• Exercise task:
Format the items below as a two-column CSV with the headers item_text and answer, one row per item, starting at the line that contains "the black baseball" and ending at the line that contains "x=219 y=184". Wrap each field in double quotes and turn any line breaks within a field into spaces.

★ ★ ★ ★

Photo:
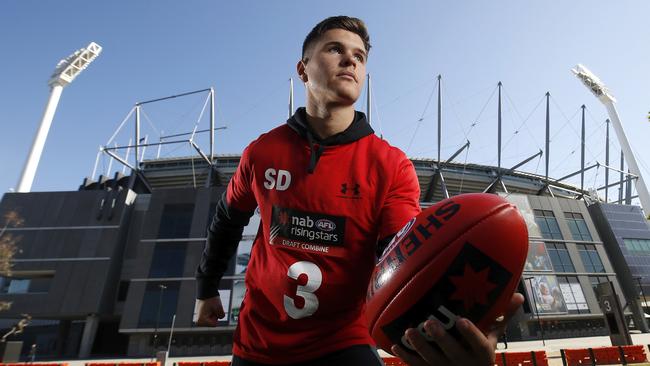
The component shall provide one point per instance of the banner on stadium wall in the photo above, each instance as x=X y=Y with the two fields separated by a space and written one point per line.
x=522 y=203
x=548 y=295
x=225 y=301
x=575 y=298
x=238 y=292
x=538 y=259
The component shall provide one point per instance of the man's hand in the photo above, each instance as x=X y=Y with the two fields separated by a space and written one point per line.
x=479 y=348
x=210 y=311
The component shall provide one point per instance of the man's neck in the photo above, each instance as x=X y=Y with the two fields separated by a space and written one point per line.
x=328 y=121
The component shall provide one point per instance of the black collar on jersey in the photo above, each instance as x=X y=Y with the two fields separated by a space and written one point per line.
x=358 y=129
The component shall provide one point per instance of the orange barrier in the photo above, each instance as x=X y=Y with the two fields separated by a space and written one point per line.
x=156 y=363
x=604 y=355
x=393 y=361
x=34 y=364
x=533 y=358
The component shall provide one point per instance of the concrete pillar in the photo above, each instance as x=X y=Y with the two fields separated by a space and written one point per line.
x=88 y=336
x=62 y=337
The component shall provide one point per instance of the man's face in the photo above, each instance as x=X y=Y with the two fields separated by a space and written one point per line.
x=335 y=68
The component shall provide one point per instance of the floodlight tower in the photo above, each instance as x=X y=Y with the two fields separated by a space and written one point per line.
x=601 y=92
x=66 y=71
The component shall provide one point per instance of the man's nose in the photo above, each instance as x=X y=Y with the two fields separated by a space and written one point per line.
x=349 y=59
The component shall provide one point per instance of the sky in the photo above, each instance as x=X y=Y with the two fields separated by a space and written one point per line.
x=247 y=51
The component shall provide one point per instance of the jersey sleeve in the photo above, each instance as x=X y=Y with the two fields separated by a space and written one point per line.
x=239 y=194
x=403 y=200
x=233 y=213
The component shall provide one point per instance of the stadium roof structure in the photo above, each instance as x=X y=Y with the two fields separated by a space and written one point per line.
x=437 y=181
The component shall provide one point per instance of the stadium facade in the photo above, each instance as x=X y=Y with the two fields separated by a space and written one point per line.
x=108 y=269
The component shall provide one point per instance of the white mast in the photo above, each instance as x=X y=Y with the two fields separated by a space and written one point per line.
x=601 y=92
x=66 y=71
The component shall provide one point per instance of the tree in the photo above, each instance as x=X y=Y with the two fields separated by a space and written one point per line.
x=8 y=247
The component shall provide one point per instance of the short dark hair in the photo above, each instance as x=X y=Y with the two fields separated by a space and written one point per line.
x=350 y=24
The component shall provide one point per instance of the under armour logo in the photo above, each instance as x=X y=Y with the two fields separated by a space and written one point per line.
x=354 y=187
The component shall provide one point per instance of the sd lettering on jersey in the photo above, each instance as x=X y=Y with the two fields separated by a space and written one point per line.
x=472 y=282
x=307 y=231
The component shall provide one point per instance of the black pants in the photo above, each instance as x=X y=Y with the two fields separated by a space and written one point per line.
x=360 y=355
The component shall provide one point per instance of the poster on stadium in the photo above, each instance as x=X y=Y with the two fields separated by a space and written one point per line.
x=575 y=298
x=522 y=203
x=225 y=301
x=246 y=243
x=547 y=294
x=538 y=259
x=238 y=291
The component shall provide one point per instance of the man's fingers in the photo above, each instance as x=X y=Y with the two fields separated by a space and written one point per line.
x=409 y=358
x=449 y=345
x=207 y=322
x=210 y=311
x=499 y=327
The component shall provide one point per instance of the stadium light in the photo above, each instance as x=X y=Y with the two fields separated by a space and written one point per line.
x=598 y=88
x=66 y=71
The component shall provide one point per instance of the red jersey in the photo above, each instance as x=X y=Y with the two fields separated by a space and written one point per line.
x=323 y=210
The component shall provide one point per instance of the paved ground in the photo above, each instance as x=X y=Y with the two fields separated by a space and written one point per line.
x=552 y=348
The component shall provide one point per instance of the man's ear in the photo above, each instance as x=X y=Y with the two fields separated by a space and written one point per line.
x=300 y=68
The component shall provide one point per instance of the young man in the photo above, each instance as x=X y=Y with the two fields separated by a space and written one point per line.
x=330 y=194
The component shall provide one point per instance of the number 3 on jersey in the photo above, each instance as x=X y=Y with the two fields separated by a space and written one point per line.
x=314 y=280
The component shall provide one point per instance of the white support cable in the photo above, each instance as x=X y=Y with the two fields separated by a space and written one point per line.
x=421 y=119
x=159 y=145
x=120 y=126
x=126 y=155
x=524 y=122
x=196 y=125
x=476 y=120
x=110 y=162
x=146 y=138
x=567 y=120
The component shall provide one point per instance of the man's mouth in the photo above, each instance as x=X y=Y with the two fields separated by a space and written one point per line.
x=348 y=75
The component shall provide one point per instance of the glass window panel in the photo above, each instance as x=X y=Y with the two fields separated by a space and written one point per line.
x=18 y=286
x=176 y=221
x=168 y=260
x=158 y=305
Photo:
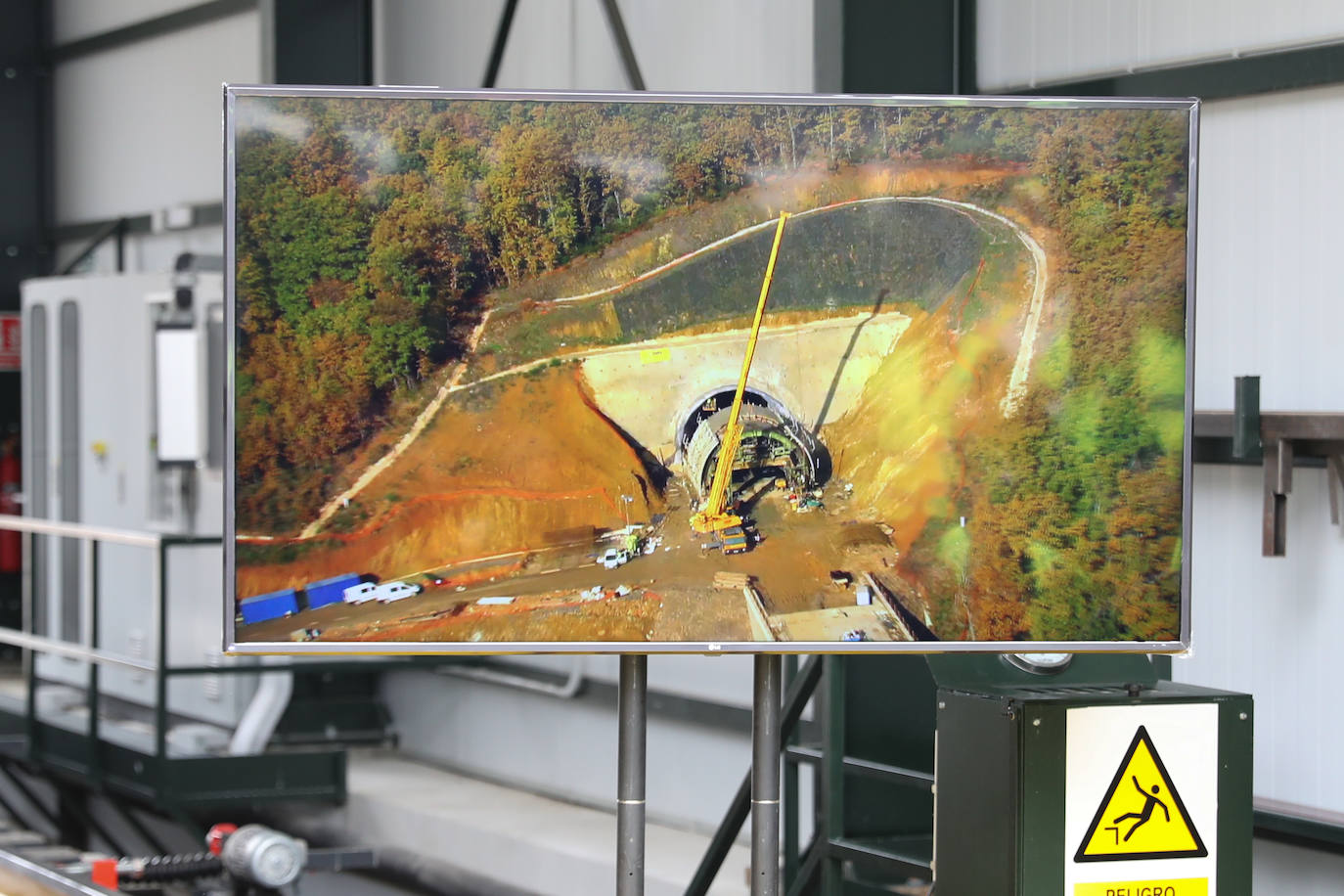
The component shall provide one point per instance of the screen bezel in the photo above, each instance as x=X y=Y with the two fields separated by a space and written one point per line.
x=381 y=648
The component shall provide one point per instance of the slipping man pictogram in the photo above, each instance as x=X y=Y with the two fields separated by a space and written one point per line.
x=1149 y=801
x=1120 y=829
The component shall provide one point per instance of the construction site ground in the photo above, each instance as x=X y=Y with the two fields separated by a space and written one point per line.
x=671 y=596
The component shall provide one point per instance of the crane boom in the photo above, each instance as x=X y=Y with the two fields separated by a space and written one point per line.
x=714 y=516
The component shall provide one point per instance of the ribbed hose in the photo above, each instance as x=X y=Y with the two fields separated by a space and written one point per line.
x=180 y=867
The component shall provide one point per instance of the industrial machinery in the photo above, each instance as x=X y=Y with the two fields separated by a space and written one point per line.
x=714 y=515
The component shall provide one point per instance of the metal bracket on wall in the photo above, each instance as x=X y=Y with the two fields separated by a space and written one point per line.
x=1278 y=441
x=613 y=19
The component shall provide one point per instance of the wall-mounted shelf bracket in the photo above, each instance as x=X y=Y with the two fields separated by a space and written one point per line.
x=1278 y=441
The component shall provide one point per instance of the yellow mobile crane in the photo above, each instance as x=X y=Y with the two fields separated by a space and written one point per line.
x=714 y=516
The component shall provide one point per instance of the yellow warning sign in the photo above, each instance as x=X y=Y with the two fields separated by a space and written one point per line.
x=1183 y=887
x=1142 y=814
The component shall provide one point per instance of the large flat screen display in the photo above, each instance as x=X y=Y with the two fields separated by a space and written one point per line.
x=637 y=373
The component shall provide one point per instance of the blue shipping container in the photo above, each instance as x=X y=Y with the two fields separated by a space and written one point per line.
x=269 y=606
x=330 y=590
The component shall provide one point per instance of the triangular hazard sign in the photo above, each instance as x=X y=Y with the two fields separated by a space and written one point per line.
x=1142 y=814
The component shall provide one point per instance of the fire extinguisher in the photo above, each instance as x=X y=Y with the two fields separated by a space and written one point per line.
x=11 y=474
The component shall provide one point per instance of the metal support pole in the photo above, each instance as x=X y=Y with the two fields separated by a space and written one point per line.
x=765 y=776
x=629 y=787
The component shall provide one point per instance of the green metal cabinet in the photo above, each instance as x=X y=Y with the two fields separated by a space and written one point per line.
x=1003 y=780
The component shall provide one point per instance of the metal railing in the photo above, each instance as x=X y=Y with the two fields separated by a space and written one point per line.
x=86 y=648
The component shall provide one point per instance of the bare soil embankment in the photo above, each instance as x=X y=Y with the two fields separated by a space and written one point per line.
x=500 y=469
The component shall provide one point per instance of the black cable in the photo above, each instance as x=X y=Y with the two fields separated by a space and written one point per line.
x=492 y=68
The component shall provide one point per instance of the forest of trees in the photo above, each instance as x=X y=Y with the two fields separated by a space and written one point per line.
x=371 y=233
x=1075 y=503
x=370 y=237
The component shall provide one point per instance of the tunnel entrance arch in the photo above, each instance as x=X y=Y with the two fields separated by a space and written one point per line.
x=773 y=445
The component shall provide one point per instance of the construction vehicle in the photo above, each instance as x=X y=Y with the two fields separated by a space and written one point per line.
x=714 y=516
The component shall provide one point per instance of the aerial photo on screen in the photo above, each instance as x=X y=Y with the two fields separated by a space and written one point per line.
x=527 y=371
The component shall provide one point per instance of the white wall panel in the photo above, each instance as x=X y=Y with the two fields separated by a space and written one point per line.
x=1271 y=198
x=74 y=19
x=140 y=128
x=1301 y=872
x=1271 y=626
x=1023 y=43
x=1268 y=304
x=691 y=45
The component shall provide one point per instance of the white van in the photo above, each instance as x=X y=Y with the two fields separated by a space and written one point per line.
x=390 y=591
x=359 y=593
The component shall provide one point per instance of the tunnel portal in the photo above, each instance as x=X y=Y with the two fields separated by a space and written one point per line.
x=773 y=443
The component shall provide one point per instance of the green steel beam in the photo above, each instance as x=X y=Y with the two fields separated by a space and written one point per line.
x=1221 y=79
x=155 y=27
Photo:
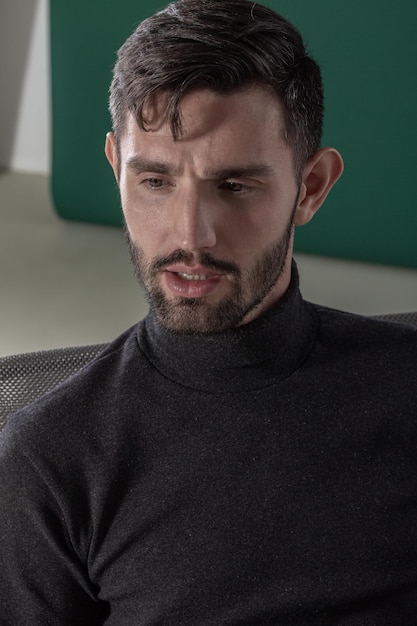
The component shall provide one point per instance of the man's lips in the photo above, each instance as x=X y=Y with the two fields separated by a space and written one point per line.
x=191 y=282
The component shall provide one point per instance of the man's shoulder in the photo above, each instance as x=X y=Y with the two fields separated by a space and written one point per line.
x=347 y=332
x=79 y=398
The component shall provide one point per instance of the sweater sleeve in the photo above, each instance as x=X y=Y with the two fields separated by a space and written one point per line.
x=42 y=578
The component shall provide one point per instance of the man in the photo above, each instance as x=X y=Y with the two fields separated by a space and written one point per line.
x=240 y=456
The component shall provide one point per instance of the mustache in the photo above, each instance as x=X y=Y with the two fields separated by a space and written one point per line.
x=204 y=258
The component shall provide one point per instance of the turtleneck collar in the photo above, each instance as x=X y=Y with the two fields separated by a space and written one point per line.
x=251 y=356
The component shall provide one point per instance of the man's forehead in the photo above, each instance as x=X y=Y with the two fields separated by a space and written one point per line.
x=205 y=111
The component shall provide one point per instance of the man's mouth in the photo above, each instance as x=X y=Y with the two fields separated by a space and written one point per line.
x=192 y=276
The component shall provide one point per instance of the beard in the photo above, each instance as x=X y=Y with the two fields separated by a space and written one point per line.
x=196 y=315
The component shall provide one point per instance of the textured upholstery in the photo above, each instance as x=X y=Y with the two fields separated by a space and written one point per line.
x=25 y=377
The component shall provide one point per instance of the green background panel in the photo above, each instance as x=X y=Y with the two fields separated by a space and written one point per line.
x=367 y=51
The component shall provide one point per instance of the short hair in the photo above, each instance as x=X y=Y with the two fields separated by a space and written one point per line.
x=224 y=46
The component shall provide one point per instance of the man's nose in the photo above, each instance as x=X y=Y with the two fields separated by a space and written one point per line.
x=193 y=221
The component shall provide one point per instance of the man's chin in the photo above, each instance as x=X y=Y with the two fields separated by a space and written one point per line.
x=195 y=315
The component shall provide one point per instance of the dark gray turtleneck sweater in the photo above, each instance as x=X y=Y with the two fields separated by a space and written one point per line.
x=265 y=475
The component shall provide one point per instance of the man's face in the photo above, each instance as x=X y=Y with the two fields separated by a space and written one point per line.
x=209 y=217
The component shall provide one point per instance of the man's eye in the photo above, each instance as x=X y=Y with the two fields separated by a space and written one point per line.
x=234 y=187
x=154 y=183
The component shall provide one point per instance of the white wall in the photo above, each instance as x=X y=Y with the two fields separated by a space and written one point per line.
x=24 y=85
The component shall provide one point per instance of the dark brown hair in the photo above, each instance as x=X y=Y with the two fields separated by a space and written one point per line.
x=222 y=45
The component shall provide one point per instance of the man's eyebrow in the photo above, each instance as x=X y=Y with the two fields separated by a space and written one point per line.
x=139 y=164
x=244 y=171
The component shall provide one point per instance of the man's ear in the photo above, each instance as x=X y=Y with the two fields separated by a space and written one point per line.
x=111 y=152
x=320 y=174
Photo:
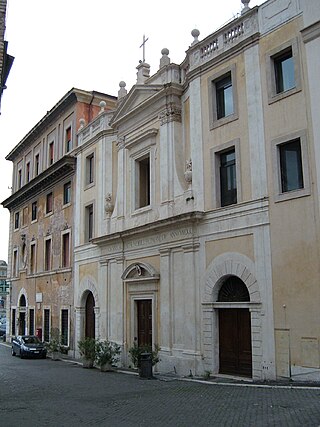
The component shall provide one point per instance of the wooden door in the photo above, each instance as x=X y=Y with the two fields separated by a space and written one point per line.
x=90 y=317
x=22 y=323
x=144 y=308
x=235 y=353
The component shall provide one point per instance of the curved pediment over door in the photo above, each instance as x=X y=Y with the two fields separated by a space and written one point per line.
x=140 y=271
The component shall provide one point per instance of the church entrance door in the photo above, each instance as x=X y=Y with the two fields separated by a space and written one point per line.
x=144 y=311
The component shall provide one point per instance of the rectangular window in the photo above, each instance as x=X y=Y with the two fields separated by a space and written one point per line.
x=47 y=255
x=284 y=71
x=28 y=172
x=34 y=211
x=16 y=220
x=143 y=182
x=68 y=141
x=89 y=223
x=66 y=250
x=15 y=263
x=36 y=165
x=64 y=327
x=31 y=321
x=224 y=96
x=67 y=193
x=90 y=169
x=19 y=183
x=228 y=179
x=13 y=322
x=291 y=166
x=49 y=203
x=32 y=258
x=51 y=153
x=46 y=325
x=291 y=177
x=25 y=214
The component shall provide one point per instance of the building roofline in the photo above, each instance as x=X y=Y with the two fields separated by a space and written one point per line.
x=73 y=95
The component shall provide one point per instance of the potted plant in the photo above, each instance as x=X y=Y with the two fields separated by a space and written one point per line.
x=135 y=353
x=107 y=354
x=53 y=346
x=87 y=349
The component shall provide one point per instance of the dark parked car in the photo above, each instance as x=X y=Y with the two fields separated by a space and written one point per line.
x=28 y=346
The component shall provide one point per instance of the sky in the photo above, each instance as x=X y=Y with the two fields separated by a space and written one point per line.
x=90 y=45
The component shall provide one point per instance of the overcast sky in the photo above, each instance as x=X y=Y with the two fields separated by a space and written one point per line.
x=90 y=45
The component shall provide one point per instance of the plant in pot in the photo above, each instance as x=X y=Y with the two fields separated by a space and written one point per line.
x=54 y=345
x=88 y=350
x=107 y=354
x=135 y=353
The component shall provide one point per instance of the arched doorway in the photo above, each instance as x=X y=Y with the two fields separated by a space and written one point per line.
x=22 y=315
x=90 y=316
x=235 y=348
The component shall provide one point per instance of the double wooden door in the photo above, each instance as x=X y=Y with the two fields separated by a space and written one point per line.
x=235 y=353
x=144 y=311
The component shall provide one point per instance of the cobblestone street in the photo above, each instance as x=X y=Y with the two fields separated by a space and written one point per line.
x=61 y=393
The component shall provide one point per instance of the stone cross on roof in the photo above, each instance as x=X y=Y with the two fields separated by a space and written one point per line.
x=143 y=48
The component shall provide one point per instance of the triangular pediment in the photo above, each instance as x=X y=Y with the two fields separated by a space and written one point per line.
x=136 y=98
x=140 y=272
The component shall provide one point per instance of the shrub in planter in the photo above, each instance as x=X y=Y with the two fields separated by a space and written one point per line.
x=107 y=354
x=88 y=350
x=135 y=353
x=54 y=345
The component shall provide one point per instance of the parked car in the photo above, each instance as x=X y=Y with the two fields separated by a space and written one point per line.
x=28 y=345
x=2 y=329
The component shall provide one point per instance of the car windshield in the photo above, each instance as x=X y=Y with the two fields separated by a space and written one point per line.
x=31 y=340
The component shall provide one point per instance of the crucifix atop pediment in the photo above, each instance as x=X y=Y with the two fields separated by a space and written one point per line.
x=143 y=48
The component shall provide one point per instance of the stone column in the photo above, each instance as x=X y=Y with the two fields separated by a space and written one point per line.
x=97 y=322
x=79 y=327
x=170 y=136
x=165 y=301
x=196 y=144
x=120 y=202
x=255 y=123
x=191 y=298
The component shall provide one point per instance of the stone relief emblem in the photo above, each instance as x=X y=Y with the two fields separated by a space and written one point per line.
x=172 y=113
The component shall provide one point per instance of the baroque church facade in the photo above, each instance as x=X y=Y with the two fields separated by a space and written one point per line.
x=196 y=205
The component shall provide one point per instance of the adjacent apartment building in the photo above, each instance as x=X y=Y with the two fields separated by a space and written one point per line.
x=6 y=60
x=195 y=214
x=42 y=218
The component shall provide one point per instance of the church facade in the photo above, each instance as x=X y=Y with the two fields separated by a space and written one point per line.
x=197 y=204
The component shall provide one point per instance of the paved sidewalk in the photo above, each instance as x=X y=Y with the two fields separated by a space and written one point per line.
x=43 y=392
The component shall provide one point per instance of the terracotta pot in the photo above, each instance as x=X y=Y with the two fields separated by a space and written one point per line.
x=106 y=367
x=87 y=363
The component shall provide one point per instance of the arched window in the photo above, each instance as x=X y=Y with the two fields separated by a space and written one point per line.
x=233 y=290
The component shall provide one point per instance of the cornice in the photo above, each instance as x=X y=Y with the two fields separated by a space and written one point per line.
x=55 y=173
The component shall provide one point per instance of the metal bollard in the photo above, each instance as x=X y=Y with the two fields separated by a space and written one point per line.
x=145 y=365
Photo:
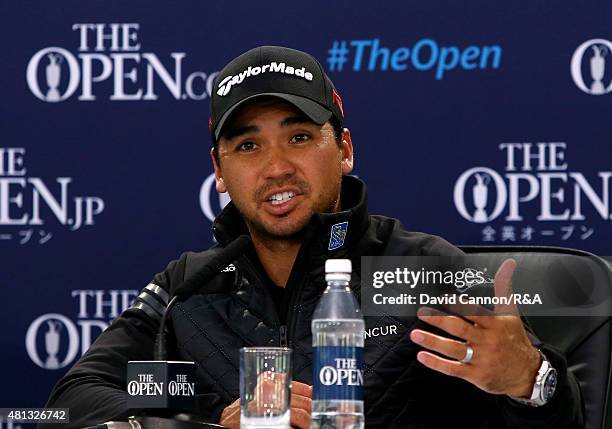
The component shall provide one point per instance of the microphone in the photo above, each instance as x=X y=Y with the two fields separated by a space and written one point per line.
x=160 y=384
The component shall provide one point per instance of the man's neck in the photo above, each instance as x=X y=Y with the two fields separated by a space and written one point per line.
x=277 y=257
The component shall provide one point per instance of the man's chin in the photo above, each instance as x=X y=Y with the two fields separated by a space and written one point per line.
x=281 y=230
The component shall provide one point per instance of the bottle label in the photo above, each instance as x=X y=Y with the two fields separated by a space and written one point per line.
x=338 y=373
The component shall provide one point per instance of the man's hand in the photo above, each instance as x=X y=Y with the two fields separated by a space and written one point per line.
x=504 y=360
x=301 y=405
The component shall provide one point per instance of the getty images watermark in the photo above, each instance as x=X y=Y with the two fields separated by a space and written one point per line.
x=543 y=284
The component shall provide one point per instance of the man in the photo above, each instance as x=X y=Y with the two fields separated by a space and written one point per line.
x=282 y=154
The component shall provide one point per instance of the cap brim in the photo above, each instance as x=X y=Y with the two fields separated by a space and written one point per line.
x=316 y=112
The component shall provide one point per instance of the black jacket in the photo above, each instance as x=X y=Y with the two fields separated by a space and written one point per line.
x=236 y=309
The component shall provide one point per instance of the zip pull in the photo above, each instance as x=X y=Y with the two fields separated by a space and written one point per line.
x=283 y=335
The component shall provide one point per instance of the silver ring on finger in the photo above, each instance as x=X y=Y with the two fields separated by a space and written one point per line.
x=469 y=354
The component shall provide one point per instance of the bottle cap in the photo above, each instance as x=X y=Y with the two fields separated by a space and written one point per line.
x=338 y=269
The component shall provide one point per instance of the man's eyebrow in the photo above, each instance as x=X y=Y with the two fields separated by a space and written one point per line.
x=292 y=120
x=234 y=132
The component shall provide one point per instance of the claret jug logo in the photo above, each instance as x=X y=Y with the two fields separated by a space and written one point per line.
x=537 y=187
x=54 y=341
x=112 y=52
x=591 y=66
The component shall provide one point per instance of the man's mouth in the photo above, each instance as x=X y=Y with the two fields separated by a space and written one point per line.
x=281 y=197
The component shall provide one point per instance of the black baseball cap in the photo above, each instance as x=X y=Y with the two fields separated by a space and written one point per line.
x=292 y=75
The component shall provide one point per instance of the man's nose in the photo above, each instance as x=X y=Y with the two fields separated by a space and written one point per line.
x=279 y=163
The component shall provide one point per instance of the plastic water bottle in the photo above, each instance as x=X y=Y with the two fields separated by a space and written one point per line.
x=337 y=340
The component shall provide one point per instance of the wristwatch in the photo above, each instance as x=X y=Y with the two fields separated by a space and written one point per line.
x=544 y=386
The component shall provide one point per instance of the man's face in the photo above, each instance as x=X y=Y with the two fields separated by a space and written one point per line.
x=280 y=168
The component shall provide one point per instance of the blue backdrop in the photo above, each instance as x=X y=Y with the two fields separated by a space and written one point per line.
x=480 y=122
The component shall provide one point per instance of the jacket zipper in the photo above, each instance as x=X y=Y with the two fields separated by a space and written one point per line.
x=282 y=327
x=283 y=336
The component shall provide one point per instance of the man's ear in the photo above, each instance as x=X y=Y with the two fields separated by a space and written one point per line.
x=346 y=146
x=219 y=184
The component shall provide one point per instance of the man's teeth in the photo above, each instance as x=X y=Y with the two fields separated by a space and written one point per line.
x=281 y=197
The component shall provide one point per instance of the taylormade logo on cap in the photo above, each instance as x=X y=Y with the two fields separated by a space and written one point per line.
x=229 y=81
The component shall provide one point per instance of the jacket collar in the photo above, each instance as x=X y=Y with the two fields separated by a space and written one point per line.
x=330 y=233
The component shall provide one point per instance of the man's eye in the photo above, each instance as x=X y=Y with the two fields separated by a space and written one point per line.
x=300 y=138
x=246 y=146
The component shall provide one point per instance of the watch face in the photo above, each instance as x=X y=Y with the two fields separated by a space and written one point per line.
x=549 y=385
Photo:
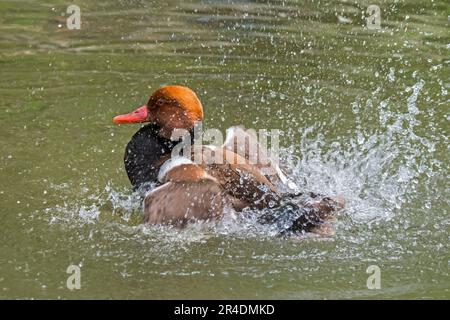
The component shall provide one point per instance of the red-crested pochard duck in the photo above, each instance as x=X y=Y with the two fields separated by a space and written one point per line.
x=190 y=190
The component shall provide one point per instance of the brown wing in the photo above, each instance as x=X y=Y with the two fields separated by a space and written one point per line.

★ ★ ★ ★

• Task output:
item_text,answer
"The component shall provide one point per instance of the black baseball cap in the photo above, each instance as x=X y=Y with the two fields separated by a space and written one point per line.","x=292 y=75"
"The component shall provide one point per instance of the man's nose in the photo above, each instance as x=X y=Y with the two fields separated by a space and written one point per line.","x=279 y=163"
"The component shall provide one point per instance of the plastic water bottle in the photo above, each instance as x=X y=Y with the two fields separated by a space and written one point per line.","x=337 y=340"
"The component shall provide one point per instance of the wristwatch in the photo above, each instance as x=X y=Y with the two fields separated by a space and written one point per line.","x=544 y=386"
"The component shall provide one point per instance of the man's face in the photo above, each instance as x=X y=Y with the two fields separated by a space and written one point per line.","x=280 y=168"
"The component shall provide one point per instance of the blue backdrop in the photo above, each instance as x=X y=Y with the two fields separated by a space and written one point per line.","x=480 y=122"
"The component shall provide one point per instance of the jacket zipper in the photo above, each instance as x=X y=Y with the two fields separated by a space and written one point per line.","x=282 y=327 x=283 y=336"
"The component shall provide one point per instance of the man's ear in the photo above, each instance as x=X y=Y with the two fields separated by a space and written one point per line.","x=346 y=146 x=219 y=184"